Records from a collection
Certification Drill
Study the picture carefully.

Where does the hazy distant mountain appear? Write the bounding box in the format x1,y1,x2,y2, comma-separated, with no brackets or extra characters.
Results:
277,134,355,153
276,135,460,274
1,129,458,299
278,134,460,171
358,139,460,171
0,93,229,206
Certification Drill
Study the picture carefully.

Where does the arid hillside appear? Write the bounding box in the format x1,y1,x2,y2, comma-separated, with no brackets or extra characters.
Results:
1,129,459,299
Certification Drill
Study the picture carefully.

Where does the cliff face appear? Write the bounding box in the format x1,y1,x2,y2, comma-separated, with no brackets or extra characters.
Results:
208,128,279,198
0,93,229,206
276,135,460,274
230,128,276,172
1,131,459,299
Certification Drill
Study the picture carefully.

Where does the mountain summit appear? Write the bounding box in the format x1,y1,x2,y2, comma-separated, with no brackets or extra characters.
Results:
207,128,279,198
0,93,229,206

● **Work task**
Copy the records above, keeping each line identical.

● **Result for this task**
Certification Drill
Study the picture carefully.

Where does the hazy distant mountain appear? Write the bounding box in the format x1,y1,x2,y2, comma-separated, with no brackets or extra characters.
Results:
277,134,355,153
276,135,460,274
1,129,458,299
278,134,460,171
358,139,460,171
0,93,229,206
Certification Drill
Study the picture carefully.

Where does the arid hillside appear? Write the bounding box in the format x1,y1,x2,y2, comma-separated, with no brackets or extra characters.
Results:
1,129,459,299
Certification Drill
Study the picture carefully.

Where does the cliff face appear? Write the bounding box in the format x1,y1,x2,y2, comma-separated, with no brackets or extra characters.
Results:
208,128,279,198
0,93,229,206
276,135,460,274
230,128,276,172
1,131,459,299
Certification Drill
Study the picture carefully.

Where does the mountain summit appear? Write the bounding box in the format x1,y1,x2,y2, comma-separated, with no brackets or extra characters.
Results:
207,128,279,198
0,93,229,206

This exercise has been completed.